* [SELECTED EXTRACT]:

_ _ _

# Forum Home Renovation Asbestos  Pressure cleaning an asbestos roof?

## ChunkyCharcoal

I have a super 6 roof and it's quite black from mould... My old man reckons to use the gerni to wash it down and then paint it... 
Not sure if it's safe to do so or is it ok because its getting washed straight down the gutters?

----------


## rrobor

A few buckets of hot detergent water with a bit of bleach in it, soak it down and in a few weeks it will be clean. Going down the drain is not a problem. The problem with Asbestos is the very fine hairs it produces. If you get those in your lungs or bloodstream the body can not get rid of them. I would not advise you to blast asbestos with anything. Treat it very gently till its clean then paint it with a top quality paint, Wattle or Dulux solarguard.

----------


## Pulse

see this thread  
cheers
Pulse

----------


## nww1969

Do a search for Nutech paints as they have a paint for fibro roofs and I would imaging they
have details how to prepare the fibro before painting.

_ _ _

* [AVAILABLE DATA]:
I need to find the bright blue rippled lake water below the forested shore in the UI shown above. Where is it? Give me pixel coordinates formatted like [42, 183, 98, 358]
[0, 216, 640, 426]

_ _ _

* [EXPLORE THE MATERIAL]:
A – From the asbestos roof thread above, copy the passage word for word, starting with "Not sure if" and going on through "or Dulux solarguard.".
B – Using the asbestos roof thread, answer these:
(i) What kind of roof does the person who started the thread have?
(ii) What does rrobor say to add to the hot detergent water?
(iii) Which paint company does nww1969 suggest searching for?

* [TASK-BY-TASK ANSWERS]:
A –
Not sure if it's safe to do so or is it ok because its getting washed straight down the gutters?

----------


## rrobor

A few buckets of hot detergent water with a bit of bleach in it, soak it down and in a few weeks it will be clean. Going down the drain is not a problem. The problem with Asbestos is the very fine hairs it produces. If you get those in your lungs or bloodstream the body can not get rid of them. I would not advise you to blast asbestos with anything. Treat it very gently till its clean then paint it with a top quality paint, Wattle or Dulux solarguard.

B –
(i) A super 6 roof.
(ii) A bit of bleach.
(iii) Nutech paints.